> Aim
Extract, exactly as written, all lines of the material below from the line that includes "each like (738,289)." through its last line.

> Input
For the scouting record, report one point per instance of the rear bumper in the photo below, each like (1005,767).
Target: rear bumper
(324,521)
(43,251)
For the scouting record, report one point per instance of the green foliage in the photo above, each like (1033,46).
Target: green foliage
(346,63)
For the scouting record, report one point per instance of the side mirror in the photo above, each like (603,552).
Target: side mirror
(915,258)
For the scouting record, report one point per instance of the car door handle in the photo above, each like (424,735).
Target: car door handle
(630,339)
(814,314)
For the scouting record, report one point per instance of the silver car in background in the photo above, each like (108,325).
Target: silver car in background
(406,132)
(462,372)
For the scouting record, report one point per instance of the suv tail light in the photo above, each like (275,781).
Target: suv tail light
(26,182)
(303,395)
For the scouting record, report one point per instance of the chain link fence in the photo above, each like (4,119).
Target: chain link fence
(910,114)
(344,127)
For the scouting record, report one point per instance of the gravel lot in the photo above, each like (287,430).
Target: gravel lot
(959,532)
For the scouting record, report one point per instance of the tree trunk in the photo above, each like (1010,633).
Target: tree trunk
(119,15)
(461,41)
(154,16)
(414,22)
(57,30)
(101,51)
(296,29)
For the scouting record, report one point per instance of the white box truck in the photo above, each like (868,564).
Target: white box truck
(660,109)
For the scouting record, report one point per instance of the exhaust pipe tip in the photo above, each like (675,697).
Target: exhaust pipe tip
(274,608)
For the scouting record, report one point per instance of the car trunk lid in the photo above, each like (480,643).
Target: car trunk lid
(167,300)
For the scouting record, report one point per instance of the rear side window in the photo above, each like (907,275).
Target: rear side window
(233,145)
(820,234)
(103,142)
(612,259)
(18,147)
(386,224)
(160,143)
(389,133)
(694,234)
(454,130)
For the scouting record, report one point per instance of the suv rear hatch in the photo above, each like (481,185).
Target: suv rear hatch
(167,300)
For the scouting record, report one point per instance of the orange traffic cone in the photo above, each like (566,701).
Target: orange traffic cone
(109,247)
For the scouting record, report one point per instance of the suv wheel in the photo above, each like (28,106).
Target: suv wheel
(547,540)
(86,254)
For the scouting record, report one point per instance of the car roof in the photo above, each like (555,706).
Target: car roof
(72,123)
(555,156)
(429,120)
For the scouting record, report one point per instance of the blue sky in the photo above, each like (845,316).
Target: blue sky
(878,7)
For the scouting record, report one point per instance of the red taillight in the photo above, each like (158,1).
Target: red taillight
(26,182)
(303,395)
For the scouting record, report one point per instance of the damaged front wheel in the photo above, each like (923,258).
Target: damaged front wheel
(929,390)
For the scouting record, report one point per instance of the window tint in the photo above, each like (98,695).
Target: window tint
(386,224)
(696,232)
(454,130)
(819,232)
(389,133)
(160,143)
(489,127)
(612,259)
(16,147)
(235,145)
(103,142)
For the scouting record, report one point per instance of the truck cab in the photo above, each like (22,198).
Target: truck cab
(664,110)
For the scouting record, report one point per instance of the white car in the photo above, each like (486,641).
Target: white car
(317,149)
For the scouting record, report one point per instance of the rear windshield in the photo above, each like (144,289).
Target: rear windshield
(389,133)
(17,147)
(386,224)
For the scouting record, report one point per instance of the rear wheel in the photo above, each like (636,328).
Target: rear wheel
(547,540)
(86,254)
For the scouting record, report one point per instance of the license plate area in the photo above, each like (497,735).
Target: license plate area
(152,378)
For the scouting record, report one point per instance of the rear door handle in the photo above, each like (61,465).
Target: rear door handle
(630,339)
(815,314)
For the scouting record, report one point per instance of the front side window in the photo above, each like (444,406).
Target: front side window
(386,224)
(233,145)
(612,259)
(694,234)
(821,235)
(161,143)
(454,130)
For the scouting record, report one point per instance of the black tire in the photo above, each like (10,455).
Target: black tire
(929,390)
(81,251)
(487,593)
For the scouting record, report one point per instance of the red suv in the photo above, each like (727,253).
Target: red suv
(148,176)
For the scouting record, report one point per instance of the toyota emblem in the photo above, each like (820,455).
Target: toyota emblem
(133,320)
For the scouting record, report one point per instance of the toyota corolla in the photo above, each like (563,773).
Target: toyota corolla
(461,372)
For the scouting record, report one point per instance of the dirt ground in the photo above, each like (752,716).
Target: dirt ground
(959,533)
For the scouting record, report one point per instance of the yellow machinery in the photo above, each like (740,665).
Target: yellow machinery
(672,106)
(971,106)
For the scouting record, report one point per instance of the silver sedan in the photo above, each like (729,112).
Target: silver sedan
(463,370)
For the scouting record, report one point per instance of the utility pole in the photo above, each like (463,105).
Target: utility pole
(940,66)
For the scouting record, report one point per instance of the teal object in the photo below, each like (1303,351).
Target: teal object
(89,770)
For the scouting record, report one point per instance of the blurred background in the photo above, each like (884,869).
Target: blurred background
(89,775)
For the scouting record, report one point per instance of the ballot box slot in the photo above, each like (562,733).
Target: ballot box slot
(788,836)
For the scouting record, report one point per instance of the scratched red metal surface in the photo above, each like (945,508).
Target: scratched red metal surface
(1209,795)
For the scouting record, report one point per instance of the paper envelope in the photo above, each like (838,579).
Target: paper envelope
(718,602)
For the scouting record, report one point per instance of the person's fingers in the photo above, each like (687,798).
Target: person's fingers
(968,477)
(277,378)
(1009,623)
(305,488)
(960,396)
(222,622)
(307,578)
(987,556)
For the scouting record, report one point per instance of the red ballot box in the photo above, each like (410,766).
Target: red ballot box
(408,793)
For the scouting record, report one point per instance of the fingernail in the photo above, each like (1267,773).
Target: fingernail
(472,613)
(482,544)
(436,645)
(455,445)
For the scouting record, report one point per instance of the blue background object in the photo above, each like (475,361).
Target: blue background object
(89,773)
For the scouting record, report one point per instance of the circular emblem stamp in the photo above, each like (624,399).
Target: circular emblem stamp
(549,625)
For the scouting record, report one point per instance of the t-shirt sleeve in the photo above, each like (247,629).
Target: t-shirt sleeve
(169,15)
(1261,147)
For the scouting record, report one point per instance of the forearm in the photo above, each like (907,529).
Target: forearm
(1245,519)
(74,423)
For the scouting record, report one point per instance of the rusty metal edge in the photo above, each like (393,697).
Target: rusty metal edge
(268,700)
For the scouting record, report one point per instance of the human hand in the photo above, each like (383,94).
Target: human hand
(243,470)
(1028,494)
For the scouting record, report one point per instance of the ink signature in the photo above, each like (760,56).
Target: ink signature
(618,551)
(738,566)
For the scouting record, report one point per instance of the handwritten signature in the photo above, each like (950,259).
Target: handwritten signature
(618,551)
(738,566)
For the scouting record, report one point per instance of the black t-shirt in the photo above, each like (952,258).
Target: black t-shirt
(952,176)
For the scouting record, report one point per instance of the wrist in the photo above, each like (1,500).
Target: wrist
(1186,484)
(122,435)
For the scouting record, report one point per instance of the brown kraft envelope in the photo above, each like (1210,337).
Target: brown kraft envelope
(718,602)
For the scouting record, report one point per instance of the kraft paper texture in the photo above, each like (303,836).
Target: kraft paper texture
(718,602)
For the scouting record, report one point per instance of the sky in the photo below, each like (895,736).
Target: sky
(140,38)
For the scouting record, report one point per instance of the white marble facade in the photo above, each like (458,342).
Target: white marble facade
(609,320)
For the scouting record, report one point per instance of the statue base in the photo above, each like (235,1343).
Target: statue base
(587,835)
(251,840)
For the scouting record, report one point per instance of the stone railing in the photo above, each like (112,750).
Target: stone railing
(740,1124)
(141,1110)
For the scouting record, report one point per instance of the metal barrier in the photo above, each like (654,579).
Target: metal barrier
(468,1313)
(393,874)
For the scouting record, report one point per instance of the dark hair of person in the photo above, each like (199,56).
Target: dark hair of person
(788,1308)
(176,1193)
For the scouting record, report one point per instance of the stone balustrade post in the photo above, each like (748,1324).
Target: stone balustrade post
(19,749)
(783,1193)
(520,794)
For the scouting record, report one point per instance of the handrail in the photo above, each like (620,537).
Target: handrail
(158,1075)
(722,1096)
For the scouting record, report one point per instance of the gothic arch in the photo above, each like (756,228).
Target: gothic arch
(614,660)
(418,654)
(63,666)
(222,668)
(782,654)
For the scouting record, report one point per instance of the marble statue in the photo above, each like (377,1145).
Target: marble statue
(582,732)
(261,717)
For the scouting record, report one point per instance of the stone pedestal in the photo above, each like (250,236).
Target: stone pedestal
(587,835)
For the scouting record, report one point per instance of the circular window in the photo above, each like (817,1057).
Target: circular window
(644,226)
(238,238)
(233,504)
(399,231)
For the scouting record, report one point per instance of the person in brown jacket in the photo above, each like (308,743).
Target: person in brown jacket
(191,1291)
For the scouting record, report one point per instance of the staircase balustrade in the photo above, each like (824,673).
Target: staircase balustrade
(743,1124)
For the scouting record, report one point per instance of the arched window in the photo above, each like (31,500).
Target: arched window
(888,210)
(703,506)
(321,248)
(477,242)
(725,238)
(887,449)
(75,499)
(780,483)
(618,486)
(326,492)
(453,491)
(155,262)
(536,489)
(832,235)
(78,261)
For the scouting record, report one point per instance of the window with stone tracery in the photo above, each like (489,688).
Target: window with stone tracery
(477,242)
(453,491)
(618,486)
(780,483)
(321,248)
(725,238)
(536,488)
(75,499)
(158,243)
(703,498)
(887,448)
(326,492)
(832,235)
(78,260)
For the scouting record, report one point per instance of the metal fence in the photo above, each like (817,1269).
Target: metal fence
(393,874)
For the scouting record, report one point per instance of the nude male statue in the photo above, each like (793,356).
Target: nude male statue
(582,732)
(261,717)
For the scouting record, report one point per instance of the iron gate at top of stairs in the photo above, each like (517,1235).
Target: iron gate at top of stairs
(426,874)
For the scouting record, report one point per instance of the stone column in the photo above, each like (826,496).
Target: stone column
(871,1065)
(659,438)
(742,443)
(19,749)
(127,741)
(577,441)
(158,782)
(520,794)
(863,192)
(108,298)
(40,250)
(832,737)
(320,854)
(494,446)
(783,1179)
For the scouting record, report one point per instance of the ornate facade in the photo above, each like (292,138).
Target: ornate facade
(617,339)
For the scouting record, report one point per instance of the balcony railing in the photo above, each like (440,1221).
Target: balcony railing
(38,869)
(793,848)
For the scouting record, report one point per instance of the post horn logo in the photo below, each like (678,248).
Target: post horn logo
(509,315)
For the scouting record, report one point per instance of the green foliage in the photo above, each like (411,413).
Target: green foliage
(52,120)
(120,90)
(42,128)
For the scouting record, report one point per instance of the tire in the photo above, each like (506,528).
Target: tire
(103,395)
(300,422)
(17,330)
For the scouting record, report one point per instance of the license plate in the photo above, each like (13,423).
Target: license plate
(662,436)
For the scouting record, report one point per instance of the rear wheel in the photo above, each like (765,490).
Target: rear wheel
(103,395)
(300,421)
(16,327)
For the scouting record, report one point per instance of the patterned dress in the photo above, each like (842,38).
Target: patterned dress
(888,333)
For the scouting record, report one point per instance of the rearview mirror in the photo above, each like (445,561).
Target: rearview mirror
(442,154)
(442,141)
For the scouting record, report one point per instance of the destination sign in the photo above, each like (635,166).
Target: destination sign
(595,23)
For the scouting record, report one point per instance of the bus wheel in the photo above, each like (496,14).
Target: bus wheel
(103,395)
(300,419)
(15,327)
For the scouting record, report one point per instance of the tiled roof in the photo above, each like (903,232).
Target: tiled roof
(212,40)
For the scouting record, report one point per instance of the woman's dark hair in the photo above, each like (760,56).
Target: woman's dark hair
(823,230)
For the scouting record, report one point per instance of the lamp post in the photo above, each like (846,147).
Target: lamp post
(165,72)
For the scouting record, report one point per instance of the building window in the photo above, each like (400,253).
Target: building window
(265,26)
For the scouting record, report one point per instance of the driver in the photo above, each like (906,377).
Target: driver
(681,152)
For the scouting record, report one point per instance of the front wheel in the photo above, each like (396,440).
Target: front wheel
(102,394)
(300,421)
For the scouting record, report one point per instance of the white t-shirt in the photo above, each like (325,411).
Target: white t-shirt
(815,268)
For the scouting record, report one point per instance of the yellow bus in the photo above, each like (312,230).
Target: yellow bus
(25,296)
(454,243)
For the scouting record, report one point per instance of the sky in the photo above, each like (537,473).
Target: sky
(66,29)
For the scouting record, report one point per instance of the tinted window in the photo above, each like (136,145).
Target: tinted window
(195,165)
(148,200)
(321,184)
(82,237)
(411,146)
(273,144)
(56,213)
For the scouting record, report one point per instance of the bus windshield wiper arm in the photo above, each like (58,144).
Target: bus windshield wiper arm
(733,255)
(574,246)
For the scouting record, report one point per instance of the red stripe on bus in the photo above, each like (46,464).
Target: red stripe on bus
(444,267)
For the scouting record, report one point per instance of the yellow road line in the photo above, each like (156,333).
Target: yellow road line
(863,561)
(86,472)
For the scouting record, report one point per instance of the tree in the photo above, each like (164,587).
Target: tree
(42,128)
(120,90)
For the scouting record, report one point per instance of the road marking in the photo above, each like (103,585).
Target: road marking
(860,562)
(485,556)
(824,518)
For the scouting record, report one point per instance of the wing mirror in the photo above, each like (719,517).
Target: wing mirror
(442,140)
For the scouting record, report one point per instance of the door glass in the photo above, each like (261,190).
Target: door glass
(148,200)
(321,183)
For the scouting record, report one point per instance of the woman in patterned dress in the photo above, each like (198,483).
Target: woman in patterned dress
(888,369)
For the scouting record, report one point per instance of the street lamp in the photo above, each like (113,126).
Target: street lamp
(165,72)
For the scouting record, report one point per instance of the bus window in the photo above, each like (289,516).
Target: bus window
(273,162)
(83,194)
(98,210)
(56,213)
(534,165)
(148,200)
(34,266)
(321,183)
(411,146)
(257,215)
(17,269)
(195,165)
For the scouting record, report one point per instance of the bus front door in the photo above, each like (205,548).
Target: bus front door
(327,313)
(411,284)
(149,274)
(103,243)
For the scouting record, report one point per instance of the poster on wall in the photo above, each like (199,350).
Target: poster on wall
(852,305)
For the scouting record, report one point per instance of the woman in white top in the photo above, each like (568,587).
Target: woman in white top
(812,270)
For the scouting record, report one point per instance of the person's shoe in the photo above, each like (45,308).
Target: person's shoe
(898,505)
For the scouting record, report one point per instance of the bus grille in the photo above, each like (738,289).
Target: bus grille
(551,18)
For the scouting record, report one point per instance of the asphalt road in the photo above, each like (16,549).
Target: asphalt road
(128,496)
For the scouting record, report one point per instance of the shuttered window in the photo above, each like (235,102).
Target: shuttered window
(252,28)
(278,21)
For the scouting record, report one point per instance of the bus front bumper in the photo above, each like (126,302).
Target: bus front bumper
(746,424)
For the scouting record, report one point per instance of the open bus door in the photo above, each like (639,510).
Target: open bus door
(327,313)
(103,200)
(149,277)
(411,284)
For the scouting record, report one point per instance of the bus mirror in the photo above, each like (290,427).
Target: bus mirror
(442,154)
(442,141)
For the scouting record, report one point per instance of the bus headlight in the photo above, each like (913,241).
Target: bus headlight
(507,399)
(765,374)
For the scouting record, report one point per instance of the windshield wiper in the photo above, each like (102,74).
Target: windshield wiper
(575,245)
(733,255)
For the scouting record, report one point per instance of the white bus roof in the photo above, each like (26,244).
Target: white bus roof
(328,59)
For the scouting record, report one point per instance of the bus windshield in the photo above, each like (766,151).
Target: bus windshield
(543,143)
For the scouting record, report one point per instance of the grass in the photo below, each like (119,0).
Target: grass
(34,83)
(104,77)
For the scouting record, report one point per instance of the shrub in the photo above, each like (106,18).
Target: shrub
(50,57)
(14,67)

> Answer to the task
For the scouting record, report one point per instance of the bus grille in the photo above, each like (738,289).
Target: bus grille
(551,18)
For the scouting record, report one point per instance of the asphalt road in the photo above, each like (16,549).
Target: asphalt road
(128,496)
For the scouting record, report one point per instance of the shuttered window in the photo above, each like (235,102).
Target: shuttered window
(252,28)
(278,21)
For the scouting record, report one point per instance of the bus front bumper in the photo above, each like (126,302).
Target: bus front bumper
(746,424)
For the scouting record, report one point per instance of the open bus door in the photo above, each like (639,510).
Target: open bus door
(327,313)
(103,200)
(149,277)
(411,284)
For the scouting record, report one point per instance of the bus mirror in the photo above, each like (290,427).
Target: bus mirror
(442,154)
(442,141)
For the scouting record, report one point per instance of the bus headlight in the photo above, each like (913,241).
Target: bus headlight
(507,399)
(765,374)
For the scouting record, report one point per instance of the windshield wiper in the photo above, each like (102,74).
Target: windshield wiper
(575,245)
(733,255)
For the scouting record, report one point per instance of the white bus roof in the photo above, each like (26,244).
Target: white bus roof
(328,59)
For the scouting record, report one point per instance of the bus windshield in the photo above, each like (766,151).
Target: bus windshield
(543,143)
For the scouting record, report one point per instance of the grass in the photo below, each like (119,0).
Target: grass
(34,83)
(104,77)
For the scouting record, report one point per instance of the shrub in the photo above, each like (106,18).
Target: shrub
(50,57)
(14,67)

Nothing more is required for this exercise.